• _ABOUT THIS EXERCISE_:
Answer these questions using the interview:
(a) What did Eg White say he felt like doing?
(b) Which song does the speaker call a made-up storyline?
(c) For how long was the speaker sad about no longer being in the studio?

Interesting you picked that one. That was done back in London with three British writers and producers. I’d worked with this guy Eg White before and Eg said, “I really feel like something disco” and I said “whoa whoa, you know the brief, if it doesn’t fit into the space we’ve created, it’s a waste of our time, it’s not going to make it.” And because we got on that subject, I think I said, “That’s party of my raison d’etre, my job or my being is spreading joy and emotions and the feelings that you hope a pop song can potentially do.” And I said it made me think of that Jacksons video where they’re sprinkling glitter, I think it’s “Can You Feel It,” and they’re epic and huge and standing above a skyline and sprinkling glitter on everyone, and that’s where that came from. But you hit the nail on the head because then we had to get the guitar element in there, which is what it starts with. That was a good hybrid because it’s taking the main area of the album and linking it to more of my dance sound. Taking it to the disco, let’s say.
Lyrically, this album seems a little more personal, with songs like “Music’s Too Sad Without You” (with Jack Savoretti) and “A Lifetime to Repair.” Was that a conscious decision to open up more?
Yeah definitely. It’s probably going to take me a few more years to be able to talk succinctly about that time. You need a bit of distance to clearly say what happened. But already I can see it was an incredible turning point in my life. Yes, it was linked to a breakup, but for me it was more than that. That was more a result of choices. Anyway, to cut a long story short and not get too deep into it, I was not brokenhearted but a bit broken. And it takes that sometimes to have a good hard look at yourself and where you fit into the world and where you want to go and what changes you want to make. And that’s exactly the time I went into the studio.
And of course I wanted to get to all the dramatic breakup stuff, questioning “how did I get into this in the first place?” All the questions you ask yourself — we all know that. I was so, I just come back to using the word ‘broken.’ I hadn’t been kind to myself. I probably deep down knew it, but it took me a while to confess that to myself. A lot of the lyrics I wrote initially, it was getting it off my chest and out of my system. So the songs weren’t that great, and I’m so thankful for that now, it’s like “get it out of your system.” And I didn’t want a breakup album – that’s the last thing I wanted. And there’s elements of that of course (in the final album) and I know it’s an easy press bite, but it’s more about being honest with yourself and saying, “Okay, I’d like to express these emotions.” Some are fairly recent, others are – well, a song like “Raining Glitter,” that theme has been with me a long time. “Shelby ’68” is a made-up storyline. And “A Lifetime to Repair,” that is a snapshot of me throwing my hands up in the air and going, “well I don’t know what now!” And by the way, whoever does know?
The songs that were not necessarily about something in my life at that minute, what ties them together is I’m singing from a knowledge of whatever that feeling is, whether it’s joy, sadness or loneliness or questioning. I know that I believe in the feeling I’m singing about.
Does it help knowing that you have fans who love you and are always curious to see what you’re up to next?
Yeah, it’s a beautiful thing, but I would be lying if I said I didn’t feel any pressure. I want fans to love it and take it to heart and add it to whatever our journey is together. But it’s the same with every album – you get so nervous before release. I even had a week of being sad I wasn’t in the studio anymore. It can be the most frustrating place in the world, but it’s an amazing place and my experience of writing on this album was so different. It felt like a penny had dropped: maybe Nashville, maybe nearly being 50, but I really enjoyed it. So I had a week of being a little sad, and then, okay, “these are the songs that made the album, what visuals do we put with this?” Every step of the way is a challenge. I would say yeah, the fans are there (in my mind), but around the corner. You know that’s the end result: This album will go out into the world, and of course you hope people like it.

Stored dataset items
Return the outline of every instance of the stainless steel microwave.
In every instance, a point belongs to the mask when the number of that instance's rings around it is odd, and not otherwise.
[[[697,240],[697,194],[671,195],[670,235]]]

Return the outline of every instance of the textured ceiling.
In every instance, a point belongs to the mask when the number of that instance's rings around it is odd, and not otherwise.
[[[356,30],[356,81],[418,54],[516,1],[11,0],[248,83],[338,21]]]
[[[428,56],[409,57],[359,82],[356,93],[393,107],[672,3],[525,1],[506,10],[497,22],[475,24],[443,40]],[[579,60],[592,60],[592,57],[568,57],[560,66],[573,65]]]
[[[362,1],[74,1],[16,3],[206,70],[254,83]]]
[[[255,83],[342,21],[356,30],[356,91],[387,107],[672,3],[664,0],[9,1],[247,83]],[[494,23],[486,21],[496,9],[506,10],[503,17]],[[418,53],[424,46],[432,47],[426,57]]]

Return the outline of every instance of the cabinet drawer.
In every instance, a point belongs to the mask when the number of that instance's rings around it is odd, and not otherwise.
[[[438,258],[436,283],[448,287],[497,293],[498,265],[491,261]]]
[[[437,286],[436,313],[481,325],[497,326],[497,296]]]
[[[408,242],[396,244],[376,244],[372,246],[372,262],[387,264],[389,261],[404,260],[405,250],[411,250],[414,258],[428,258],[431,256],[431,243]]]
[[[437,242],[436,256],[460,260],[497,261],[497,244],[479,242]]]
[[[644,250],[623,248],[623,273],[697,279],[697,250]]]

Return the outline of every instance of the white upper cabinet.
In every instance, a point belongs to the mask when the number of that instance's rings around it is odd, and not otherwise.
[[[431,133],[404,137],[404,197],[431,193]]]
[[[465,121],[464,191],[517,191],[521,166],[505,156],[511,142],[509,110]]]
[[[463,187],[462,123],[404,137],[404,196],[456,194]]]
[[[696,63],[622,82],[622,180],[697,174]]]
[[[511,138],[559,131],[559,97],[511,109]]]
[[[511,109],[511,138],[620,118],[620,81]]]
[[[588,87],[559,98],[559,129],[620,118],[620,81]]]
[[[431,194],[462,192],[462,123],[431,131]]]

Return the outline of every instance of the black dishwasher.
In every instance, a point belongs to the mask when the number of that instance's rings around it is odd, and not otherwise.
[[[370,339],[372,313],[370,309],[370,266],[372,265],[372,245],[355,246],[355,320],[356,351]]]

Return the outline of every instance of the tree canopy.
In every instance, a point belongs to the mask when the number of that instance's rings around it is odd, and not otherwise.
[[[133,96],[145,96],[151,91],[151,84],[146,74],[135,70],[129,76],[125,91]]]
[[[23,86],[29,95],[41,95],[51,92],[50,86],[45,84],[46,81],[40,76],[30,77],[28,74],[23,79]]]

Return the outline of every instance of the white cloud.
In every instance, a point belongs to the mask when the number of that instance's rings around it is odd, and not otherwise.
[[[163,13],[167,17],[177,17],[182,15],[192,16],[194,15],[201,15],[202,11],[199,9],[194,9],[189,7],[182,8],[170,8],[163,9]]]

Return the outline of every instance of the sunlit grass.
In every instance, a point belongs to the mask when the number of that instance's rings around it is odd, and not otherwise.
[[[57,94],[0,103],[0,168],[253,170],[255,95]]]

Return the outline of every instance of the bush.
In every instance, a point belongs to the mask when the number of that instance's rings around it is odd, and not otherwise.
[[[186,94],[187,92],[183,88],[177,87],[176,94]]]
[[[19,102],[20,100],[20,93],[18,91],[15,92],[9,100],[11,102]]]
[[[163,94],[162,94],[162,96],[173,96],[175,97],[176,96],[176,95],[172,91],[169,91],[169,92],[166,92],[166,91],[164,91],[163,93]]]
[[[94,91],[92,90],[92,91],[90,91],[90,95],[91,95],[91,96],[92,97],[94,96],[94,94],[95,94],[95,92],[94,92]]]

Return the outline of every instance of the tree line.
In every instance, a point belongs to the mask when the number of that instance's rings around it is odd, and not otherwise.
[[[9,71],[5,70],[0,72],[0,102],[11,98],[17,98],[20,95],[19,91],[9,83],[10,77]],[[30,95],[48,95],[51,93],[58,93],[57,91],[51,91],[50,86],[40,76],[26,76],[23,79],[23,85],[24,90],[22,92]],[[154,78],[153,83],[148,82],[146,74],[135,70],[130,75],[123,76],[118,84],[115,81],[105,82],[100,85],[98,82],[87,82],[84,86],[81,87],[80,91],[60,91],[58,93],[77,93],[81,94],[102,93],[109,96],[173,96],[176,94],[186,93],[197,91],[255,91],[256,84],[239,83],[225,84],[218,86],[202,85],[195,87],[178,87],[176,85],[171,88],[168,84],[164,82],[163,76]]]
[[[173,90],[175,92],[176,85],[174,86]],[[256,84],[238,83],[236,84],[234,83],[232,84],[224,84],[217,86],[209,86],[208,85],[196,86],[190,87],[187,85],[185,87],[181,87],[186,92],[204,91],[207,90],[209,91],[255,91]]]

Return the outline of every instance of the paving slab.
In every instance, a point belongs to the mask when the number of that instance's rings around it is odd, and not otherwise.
==
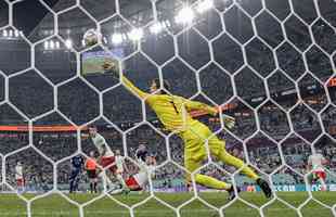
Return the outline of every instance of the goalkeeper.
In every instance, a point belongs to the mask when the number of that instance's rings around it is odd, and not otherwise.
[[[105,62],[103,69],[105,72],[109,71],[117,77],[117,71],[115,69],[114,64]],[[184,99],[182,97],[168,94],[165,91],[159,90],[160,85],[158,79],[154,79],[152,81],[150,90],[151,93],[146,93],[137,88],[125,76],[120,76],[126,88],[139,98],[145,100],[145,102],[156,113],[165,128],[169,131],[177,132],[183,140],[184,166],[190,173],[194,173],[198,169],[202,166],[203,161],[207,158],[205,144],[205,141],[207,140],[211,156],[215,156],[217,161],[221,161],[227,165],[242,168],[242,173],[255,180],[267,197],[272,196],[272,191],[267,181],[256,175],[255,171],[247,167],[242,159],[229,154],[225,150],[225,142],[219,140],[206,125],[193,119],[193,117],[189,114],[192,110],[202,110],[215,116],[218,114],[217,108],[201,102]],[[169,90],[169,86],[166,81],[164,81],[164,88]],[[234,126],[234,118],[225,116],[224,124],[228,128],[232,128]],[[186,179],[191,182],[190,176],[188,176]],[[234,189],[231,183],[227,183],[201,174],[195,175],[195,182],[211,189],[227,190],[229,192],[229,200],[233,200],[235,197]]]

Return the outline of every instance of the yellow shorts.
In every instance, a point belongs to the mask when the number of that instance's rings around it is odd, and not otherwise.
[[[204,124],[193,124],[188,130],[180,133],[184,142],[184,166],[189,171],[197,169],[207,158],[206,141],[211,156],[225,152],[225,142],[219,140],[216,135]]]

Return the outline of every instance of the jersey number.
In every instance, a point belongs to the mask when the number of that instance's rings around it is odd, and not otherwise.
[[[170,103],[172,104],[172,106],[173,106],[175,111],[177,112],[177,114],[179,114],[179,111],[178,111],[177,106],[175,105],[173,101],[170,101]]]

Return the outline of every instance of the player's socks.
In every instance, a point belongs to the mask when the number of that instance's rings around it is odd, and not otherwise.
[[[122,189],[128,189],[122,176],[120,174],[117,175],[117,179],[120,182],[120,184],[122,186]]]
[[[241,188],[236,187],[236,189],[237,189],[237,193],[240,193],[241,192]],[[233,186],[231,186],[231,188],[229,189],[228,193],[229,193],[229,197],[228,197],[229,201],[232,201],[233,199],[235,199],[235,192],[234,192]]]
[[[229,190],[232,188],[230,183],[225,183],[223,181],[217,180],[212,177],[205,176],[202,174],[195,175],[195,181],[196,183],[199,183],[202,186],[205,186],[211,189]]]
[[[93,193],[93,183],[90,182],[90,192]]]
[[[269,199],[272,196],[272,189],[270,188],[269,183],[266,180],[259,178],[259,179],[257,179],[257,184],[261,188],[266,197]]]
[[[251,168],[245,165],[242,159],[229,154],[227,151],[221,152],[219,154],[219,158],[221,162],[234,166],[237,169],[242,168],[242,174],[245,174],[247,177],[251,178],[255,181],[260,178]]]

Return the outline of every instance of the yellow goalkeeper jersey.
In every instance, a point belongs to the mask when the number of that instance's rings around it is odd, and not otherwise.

• _SOLUTION TO THE PROBLEM_:
(a) Something disco.
(b) "Shelby ’68."
(c) A week.